Passage shown:

Intel teases 4.5W Haswell Core chip

Intel's upcoming low-power Haswell chip boasts a 4.5W scenario design power (SDP,) but the company is silent on specifications and full TDP.

Intel has confirmed plans to release an ultra-low power processor in its Haswell fourth-generation Core family, boasting a 4.5W power draw and targeting fanless convertible devices and tablets.

Based around a new microarchitecture, Haswell-based Core processors offer several improvements over their Ivy Bridge counterparts in the fields of performance and power-saving. While these make surprising little difference at the high-end, as our review demonstrates, at the lower end they can make a real impact - and have become central to Intel's battle against Cambridge-based rival ARM in the mobile sector.

Accordingly, Intel has confirmed that it is to launch a Core-branded Haswell part in the second half of this year, aimed directly at convertibles and tablets. The key feature, the company has claimed, is that the new chip will allow for fanless designs - critical to creating slim and light devices that can truly compete with those based around ARM's architecture.

Record set:
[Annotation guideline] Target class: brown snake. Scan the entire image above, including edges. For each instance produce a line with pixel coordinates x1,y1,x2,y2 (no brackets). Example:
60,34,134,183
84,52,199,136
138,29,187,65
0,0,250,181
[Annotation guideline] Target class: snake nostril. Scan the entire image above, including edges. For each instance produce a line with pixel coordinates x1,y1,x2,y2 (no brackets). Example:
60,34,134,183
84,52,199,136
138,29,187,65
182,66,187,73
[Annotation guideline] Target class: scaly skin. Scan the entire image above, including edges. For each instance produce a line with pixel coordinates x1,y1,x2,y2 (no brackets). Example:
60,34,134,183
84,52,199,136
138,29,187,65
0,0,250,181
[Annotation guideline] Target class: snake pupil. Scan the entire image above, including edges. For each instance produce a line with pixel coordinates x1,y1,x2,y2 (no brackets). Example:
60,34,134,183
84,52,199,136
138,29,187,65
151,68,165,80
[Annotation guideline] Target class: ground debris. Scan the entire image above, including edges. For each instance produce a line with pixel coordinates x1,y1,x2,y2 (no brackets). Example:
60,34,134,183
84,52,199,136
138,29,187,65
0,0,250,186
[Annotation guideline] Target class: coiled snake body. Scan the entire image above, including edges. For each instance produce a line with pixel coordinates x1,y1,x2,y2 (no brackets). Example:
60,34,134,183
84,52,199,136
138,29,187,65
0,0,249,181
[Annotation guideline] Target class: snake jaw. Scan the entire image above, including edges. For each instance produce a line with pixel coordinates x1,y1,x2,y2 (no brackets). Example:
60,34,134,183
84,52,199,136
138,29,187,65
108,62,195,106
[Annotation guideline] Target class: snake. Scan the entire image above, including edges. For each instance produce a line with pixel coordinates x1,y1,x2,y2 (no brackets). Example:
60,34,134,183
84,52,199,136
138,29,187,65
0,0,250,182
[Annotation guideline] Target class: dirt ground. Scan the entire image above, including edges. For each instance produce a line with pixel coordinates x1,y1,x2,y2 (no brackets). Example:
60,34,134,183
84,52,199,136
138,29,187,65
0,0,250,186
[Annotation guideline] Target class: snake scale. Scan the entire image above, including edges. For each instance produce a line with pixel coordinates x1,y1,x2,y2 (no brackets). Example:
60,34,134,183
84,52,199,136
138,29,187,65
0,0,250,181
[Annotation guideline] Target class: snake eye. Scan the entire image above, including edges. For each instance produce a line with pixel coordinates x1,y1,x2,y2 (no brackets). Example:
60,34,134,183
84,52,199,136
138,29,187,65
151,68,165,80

Short exercise 1:
Extract the part of the Haswell article that begins at the words "Intel has confirmed plans" and stops after the words "the mobile sector.".
Short exercise 2:
According to the Haswell article, when does Intel plan to launch its Core-branded Haswell part for convertibles and tablets?
Work only from the Haswell article; the entries play no part.

Full solution 1:
Intel has confirmed plans to release an ultra-low power processor in its Haswell fourth-generation Core family, boasting a 4.5W power draw and targeting fanless convertible devices and tablets.

Based around a new microarchitecture, Haswell-based Core processors offer several improvements over their Ivy Bridge counterparts in the fields of performance and power-saving. While these make surprising little difference at the high-end, as our review demonstrates, at the lower end they can make a real impact - and have become central to Intel's battle against Cambridge-based rival ARM in the mobile sector.

Full solution 2:
In the second half of this year.